# Input rows start
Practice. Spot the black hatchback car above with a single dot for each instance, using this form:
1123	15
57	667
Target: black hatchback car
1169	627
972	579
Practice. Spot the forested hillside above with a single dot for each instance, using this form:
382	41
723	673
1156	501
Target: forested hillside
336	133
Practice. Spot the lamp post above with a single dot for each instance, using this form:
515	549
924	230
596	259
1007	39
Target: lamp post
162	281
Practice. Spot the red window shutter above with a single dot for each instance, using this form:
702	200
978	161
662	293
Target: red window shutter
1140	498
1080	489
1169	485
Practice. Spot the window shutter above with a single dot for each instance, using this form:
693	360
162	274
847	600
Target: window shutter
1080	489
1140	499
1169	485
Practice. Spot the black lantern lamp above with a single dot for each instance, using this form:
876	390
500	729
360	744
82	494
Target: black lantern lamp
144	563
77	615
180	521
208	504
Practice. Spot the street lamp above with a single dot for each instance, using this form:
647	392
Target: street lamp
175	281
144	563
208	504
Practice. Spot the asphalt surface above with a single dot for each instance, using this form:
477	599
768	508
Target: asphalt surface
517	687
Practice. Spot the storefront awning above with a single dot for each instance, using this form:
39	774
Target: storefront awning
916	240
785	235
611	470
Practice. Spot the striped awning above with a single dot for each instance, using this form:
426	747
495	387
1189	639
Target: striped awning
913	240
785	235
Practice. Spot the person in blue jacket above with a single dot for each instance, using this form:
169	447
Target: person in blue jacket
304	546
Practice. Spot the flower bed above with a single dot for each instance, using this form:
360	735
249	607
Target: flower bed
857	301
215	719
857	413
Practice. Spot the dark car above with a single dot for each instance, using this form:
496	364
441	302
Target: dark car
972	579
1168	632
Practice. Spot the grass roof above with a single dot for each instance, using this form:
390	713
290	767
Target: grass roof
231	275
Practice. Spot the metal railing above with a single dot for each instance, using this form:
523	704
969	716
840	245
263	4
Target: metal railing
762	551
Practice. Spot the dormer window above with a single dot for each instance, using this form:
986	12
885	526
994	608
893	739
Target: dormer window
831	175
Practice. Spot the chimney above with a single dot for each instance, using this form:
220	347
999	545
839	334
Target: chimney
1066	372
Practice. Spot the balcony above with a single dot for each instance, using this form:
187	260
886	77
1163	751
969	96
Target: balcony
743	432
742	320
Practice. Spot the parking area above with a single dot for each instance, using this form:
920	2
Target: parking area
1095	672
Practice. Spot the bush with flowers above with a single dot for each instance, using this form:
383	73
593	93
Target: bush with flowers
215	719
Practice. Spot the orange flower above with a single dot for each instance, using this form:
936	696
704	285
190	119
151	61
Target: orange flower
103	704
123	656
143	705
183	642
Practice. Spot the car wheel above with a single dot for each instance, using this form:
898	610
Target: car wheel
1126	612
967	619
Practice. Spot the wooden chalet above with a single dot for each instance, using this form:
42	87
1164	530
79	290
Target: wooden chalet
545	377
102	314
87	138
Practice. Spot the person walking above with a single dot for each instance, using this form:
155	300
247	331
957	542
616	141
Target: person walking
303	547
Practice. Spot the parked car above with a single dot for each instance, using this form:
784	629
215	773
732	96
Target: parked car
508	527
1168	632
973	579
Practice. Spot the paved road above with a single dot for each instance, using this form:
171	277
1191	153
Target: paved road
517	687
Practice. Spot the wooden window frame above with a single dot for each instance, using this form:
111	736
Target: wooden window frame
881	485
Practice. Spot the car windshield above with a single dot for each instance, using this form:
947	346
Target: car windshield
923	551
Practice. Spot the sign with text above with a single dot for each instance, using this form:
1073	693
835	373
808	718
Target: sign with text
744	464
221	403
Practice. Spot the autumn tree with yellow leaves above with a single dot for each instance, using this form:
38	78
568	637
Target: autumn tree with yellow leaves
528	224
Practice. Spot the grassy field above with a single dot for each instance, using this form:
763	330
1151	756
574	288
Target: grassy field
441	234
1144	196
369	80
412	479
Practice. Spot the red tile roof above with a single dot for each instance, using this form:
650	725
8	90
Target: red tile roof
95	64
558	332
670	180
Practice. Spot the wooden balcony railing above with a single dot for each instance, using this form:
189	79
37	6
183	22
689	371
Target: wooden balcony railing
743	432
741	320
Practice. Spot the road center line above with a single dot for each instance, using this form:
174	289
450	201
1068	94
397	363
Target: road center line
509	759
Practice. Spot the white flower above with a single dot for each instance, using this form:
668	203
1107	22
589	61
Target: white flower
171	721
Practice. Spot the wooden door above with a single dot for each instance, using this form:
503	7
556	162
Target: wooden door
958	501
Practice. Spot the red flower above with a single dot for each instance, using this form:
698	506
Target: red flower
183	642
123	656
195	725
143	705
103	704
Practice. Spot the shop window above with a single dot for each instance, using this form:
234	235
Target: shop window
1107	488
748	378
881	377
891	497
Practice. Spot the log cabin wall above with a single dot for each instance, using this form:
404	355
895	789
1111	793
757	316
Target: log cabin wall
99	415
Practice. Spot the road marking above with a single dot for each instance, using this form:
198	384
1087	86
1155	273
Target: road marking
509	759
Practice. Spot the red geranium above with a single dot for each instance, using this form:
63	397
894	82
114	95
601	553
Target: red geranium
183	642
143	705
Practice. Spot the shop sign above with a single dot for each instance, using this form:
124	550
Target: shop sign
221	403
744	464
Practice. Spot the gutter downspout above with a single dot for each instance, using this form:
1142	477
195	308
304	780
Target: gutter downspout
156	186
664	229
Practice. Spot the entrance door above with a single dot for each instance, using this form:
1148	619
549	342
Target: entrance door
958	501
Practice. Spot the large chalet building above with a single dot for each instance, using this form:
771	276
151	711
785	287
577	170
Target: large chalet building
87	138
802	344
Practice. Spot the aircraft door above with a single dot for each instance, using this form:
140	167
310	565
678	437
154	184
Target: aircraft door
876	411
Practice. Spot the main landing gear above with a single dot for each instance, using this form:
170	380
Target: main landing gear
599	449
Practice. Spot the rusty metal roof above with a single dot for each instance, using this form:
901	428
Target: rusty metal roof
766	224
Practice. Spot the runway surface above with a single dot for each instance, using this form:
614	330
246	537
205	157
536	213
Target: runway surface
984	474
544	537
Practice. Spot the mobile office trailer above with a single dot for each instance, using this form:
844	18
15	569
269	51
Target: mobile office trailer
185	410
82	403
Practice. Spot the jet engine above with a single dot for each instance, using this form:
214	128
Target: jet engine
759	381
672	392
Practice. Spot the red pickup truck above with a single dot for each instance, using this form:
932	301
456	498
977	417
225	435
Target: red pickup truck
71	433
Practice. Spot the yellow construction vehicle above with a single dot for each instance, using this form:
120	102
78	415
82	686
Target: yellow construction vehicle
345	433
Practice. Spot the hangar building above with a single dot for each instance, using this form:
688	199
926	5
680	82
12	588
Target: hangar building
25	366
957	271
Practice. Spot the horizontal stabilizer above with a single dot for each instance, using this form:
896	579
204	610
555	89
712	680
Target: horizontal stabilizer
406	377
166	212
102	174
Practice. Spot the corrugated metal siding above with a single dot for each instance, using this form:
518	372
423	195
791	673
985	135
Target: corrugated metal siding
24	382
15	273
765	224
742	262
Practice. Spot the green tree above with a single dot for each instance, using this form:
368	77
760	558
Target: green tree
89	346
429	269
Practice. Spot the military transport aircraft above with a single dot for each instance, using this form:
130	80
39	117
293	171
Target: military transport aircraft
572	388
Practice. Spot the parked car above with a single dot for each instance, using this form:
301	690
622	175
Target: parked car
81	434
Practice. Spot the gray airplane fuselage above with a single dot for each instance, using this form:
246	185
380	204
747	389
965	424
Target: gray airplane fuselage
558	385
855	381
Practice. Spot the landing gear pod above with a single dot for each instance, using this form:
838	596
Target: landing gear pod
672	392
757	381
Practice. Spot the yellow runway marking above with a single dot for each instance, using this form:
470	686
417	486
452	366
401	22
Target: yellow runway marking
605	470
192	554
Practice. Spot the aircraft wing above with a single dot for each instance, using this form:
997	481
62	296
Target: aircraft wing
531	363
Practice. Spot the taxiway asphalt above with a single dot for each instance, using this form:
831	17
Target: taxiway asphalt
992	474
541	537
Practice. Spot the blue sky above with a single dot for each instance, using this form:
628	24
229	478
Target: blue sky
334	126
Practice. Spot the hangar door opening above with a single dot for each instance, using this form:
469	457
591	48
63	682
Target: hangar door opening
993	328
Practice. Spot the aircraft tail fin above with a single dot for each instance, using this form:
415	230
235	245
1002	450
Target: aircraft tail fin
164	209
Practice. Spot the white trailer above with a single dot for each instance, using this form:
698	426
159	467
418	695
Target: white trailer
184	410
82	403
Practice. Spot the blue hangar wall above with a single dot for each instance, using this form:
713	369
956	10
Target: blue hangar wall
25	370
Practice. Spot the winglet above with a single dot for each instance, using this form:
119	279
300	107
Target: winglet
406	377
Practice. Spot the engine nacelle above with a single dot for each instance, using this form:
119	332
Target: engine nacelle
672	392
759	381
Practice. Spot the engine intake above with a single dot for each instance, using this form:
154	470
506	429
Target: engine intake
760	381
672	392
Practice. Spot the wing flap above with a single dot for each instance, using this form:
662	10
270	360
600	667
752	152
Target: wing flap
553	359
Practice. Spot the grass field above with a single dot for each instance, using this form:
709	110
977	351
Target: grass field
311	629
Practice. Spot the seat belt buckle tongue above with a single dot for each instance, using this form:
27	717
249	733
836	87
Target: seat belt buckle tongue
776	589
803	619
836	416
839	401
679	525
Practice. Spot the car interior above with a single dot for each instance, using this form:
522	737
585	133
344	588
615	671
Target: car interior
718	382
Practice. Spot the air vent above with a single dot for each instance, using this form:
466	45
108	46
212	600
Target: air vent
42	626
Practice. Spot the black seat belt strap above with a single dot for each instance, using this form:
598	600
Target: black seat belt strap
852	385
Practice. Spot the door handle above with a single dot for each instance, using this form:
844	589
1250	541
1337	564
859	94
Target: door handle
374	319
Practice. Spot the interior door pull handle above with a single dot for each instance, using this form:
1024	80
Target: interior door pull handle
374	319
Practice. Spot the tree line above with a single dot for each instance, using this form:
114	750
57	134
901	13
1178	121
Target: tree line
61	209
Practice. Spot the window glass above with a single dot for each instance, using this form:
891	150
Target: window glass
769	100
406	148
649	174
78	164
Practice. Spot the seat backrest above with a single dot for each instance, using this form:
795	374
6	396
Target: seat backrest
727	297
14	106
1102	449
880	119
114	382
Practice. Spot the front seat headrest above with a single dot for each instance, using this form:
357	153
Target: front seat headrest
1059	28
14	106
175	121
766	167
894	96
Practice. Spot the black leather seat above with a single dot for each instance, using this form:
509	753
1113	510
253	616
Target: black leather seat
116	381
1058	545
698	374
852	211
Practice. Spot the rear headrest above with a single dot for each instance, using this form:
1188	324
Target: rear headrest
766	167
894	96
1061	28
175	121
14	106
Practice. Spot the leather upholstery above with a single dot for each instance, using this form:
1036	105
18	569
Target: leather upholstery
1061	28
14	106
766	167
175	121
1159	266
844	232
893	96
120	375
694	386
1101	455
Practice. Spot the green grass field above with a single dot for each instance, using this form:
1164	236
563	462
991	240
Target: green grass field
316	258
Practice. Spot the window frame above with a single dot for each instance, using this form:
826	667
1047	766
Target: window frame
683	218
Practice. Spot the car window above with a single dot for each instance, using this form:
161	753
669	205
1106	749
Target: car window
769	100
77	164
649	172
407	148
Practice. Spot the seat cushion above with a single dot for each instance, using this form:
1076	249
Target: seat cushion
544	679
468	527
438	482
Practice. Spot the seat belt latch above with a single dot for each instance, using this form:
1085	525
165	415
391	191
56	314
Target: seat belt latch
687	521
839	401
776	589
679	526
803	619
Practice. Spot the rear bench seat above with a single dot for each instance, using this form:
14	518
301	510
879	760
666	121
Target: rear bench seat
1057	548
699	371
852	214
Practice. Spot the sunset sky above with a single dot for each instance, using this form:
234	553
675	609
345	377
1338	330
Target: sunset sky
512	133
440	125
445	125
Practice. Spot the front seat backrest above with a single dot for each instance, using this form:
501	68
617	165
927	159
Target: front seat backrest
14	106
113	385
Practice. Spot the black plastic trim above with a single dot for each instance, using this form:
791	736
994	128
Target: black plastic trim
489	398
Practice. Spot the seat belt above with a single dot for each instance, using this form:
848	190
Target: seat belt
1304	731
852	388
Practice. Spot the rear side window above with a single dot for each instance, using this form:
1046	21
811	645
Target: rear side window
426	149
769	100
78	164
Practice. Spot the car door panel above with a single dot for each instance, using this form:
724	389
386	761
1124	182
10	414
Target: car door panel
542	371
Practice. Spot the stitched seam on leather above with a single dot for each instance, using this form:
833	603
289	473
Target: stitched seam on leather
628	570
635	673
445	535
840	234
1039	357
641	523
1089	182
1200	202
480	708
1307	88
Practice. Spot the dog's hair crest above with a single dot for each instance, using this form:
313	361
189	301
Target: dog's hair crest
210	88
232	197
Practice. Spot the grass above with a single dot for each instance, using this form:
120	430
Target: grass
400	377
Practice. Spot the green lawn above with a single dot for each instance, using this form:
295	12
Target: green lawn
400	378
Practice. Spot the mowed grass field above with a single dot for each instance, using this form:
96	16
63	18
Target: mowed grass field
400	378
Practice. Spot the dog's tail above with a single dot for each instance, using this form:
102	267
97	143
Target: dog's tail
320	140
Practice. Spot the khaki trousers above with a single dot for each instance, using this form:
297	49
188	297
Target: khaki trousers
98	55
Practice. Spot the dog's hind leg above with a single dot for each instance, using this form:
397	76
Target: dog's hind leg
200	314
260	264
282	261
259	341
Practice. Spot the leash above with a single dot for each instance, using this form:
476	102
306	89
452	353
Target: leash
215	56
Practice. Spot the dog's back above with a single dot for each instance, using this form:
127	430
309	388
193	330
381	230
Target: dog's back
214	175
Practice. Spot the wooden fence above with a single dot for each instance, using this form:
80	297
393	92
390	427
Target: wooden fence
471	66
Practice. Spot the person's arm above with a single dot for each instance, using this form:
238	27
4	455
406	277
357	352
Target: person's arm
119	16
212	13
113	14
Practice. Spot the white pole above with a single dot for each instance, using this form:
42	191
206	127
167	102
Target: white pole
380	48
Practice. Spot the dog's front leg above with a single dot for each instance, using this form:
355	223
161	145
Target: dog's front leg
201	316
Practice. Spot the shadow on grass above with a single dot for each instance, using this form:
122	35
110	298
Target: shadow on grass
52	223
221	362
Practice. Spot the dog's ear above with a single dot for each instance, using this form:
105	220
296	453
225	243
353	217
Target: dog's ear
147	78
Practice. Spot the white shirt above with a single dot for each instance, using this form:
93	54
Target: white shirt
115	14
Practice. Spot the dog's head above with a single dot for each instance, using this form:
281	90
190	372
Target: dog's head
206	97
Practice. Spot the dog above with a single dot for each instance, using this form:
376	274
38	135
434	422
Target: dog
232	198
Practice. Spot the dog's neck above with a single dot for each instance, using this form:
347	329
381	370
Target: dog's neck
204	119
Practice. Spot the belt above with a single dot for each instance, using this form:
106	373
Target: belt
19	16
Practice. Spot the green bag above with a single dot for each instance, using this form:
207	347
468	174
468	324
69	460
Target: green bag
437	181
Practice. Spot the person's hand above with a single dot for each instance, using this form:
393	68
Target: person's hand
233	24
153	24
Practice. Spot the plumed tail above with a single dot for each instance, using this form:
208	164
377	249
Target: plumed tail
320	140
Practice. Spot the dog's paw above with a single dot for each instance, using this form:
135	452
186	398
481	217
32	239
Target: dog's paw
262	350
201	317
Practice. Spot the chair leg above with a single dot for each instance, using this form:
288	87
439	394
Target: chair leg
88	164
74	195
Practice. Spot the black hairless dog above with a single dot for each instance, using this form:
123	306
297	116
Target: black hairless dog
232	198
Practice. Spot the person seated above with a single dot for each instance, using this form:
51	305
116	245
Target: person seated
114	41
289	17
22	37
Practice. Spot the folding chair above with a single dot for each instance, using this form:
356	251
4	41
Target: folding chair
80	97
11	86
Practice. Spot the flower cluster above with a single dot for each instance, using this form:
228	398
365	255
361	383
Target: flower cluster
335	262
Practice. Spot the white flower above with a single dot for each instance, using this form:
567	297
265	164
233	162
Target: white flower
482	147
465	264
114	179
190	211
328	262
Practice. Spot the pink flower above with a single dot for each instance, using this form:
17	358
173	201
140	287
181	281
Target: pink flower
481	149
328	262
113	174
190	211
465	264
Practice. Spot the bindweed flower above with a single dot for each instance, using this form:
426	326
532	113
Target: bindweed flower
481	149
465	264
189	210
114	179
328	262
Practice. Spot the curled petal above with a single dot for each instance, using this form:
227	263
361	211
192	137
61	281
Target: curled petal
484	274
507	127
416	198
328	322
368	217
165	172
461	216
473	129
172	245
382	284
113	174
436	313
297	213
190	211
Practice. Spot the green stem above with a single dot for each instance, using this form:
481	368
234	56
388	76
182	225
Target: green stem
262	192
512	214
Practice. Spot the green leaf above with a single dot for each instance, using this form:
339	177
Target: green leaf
# Input rows end
Exercise requirements> Quote only the lines from the line containing "Practice. Spot the bindweed" through the end of the entries, keeping the first and the last.

Expected answer>
Practice. Spot the bindweed flower above with a single dot for each instance, using this form:
426	326
532	113
Target: bindweed flower
481	149
465	264
189	210
114	179
328	262
Practice. Spot the curled petal above with a single dot for each instance, using this form:
227	263
361	211
192	137
61	281
Target: curled petal
484	274
507	127
416	198
328	322
368	217
165	172
461	216
473	129
172	245
382	284
113	174
436	313
297	213
190	211
Practice. Spot the green stem above with a single dot for each instance, using this form:
481	368
234	56
388	76
182	225
Target: green stem
262	192
512	214
Practice. Spot the green leaf above with a single dot for each instance, using this form:
339	177
Target: green leaf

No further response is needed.